__Provided data__
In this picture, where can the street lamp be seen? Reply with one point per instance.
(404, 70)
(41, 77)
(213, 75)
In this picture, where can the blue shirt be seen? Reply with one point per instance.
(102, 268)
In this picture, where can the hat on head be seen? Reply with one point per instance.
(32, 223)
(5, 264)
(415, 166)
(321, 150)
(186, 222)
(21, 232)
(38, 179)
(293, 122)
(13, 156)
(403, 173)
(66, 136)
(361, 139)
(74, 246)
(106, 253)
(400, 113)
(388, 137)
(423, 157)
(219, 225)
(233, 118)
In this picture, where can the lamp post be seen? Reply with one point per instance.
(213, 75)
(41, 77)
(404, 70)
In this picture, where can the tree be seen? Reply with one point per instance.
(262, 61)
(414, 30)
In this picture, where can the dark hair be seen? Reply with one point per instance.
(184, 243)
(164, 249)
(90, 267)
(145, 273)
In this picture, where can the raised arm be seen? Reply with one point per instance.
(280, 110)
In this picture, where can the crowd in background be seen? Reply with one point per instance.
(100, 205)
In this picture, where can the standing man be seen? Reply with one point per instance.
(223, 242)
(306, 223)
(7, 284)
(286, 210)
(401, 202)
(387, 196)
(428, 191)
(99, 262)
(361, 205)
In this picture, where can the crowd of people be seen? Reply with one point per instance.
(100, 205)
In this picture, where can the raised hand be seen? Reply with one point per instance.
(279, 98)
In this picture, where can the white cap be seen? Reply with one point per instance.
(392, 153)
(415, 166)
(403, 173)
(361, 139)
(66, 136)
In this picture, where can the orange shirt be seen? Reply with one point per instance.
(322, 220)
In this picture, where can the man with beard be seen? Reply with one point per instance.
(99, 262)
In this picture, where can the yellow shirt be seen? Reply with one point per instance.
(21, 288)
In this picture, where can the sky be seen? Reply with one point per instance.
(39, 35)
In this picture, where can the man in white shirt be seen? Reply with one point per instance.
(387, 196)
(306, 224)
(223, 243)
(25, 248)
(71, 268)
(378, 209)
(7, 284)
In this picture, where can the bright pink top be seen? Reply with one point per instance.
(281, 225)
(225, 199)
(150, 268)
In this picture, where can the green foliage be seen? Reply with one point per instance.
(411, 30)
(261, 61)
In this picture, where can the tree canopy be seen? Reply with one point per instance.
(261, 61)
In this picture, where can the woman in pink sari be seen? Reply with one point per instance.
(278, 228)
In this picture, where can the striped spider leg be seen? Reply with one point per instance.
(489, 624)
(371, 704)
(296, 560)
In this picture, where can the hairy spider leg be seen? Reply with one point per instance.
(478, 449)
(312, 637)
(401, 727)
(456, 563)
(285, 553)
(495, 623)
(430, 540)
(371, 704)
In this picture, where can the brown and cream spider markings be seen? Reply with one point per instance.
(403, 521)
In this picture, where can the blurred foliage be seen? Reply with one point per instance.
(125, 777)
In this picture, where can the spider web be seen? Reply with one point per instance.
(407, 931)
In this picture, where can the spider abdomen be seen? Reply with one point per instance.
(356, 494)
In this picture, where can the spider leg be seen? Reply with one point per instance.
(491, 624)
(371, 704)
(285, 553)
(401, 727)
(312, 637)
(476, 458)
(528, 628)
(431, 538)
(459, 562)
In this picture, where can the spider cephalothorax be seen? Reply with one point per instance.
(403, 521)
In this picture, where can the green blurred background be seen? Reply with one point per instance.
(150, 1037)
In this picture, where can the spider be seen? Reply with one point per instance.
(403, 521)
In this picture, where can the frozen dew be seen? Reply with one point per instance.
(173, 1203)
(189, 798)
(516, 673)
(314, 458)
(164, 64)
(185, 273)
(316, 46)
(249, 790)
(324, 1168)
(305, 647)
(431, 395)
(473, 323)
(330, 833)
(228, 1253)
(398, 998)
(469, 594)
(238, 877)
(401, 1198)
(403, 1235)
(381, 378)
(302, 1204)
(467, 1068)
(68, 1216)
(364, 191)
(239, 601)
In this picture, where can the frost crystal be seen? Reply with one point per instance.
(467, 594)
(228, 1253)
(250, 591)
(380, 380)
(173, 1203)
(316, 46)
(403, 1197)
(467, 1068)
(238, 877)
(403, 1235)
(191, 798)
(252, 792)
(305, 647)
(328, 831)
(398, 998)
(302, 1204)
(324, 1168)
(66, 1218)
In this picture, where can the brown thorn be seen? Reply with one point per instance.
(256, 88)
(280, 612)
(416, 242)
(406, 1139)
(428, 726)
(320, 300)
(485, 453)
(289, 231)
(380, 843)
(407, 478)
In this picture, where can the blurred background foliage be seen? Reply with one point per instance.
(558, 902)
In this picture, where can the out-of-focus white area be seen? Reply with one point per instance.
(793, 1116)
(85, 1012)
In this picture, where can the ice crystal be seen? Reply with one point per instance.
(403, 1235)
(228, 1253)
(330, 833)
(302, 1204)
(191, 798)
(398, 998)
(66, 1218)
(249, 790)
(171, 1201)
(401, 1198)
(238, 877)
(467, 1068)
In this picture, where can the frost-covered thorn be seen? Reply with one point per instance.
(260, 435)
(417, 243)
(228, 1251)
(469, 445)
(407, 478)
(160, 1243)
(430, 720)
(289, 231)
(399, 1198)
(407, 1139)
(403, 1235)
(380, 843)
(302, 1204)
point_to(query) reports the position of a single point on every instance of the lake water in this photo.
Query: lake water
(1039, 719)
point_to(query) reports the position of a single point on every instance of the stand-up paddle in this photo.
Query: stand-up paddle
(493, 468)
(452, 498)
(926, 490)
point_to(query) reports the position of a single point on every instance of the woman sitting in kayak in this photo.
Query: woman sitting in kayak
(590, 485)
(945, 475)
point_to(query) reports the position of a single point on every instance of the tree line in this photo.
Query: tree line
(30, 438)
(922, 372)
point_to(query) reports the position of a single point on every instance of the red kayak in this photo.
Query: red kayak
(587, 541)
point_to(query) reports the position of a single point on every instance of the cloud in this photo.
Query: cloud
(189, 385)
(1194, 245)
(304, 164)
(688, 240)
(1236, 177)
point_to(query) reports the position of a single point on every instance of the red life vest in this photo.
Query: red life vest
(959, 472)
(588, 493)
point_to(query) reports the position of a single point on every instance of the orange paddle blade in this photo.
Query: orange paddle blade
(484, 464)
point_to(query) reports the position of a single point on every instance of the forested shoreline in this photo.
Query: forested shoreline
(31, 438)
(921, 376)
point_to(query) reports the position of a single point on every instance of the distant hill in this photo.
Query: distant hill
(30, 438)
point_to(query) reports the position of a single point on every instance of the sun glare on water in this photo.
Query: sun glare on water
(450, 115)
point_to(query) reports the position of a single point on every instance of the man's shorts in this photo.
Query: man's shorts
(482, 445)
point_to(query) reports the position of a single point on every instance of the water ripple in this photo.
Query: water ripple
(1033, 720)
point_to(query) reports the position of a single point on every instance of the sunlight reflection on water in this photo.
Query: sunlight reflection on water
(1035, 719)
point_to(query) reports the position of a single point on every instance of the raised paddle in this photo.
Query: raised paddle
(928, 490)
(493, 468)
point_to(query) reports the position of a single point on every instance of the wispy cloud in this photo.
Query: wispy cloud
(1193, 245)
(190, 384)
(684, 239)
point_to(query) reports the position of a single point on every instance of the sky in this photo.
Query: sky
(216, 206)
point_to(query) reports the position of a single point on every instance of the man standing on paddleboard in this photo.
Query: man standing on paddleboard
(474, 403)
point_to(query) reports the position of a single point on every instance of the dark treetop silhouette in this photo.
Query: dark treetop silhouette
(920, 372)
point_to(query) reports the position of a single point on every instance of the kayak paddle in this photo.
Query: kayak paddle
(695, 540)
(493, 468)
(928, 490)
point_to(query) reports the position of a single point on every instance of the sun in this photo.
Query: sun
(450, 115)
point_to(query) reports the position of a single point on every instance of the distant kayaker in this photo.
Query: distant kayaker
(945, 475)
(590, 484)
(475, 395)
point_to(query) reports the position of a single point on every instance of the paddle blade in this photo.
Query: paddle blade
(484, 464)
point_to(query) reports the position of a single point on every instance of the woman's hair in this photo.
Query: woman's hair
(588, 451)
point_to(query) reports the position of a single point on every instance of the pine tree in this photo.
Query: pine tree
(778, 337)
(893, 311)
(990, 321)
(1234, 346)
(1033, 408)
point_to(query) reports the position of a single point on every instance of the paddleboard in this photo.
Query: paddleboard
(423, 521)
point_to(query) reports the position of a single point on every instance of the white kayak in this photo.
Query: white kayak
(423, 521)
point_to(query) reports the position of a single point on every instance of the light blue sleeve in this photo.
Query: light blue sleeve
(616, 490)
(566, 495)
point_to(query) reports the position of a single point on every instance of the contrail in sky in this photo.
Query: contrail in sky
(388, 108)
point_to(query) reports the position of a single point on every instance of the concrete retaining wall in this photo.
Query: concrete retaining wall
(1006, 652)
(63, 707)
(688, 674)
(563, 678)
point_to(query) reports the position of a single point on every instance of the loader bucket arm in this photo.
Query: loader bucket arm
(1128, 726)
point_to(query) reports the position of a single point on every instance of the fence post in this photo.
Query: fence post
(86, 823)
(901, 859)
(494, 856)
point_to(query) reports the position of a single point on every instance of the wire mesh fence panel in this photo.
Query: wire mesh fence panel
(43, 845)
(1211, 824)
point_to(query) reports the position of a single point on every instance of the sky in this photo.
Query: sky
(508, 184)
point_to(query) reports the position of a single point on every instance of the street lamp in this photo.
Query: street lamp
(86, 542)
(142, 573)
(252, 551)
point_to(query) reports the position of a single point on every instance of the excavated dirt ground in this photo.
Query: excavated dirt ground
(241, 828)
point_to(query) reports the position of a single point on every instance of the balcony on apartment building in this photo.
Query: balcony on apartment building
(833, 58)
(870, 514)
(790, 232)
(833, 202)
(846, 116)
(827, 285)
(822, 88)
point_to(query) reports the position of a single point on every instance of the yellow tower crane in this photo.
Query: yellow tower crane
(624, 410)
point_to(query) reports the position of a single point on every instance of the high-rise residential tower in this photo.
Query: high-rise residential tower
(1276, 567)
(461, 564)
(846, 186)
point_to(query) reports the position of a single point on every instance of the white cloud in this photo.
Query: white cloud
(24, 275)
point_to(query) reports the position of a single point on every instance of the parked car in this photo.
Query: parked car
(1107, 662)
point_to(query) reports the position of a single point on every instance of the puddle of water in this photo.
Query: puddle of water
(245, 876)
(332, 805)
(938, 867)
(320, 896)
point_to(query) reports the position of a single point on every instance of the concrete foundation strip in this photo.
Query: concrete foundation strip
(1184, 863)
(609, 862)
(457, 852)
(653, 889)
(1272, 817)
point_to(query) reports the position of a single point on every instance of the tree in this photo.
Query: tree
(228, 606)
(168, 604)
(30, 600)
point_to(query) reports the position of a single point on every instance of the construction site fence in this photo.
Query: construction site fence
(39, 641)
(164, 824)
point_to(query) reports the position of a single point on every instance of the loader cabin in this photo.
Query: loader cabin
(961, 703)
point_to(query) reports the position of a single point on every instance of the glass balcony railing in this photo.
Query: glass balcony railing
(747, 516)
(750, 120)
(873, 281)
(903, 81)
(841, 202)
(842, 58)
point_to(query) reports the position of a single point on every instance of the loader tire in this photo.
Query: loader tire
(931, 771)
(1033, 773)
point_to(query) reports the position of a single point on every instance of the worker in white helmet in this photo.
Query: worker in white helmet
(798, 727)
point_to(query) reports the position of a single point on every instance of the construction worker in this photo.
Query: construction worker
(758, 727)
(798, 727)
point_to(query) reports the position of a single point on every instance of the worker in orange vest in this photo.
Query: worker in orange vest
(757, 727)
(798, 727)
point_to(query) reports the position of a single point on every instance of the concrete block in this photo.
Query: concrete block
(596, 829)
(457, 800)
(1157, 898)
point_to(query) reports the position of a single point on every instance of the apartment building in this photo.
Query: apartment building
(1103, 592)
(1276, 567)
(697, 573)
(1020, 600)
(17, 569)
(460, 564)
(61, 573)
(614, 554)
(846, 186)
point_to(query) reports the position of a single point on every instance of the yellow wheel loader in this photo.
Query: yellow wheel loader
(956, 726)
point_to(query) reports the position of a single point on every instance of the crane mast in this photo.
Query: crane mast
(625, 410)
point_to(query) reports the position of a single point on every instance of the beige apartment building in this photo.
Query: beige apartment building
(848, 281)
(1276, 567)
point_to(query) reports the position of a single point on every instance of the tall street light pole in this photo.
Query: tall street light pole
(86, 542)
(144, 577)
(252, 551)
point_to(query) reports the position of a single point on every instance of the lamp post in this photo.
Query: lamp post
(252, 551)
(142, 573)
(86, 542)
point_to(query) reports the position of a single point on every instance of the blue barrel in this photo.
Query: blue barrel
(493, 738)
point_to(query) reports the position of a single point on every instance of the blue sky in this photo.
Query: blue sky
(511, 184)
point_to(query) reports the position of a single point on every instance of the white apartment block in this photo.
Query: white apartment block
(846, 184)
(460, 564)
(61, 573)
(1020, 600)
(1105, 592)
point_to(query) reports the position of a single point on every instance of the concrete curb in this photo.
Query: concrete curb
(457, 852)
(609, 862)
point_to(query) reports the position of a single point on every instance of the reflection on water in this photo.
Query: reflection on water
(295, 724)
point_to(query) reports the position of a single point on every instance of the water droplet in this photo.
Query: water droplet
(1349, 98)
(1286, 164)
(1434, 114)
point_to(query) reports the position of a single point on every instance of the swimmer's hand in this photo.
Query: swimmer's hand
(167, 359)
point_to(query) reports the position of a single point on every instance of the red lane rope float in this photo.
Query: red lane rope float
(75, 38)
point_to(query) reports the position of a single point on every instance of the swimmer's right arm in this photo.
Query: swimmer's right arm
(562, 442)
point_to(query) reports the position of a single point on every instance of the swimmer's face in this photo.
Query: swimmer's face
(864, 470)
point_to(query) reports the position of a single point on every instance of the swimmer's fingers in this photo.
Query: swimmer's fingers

__To do__
Format the lines above as a numbered list, omitting any blank lines. Begin with the line containing "right arm in this photo." and end with the last line of the set.

__The reply__
1. point_to(query) reports the position of a single point on every instance of the swimmer's right arm in this photo.
2. Query: swimmer's right arm
3. (562, 442)
4. point_to(query) reports the position of a single point on every instance of the swimmer's face in this photo.
5. Query: swimmer's face
6. (864, 470)
7. point_to(query) reports the position of a single point on every instance of the swimmer's fingers in this photo.
8. Query: swimmer's fingers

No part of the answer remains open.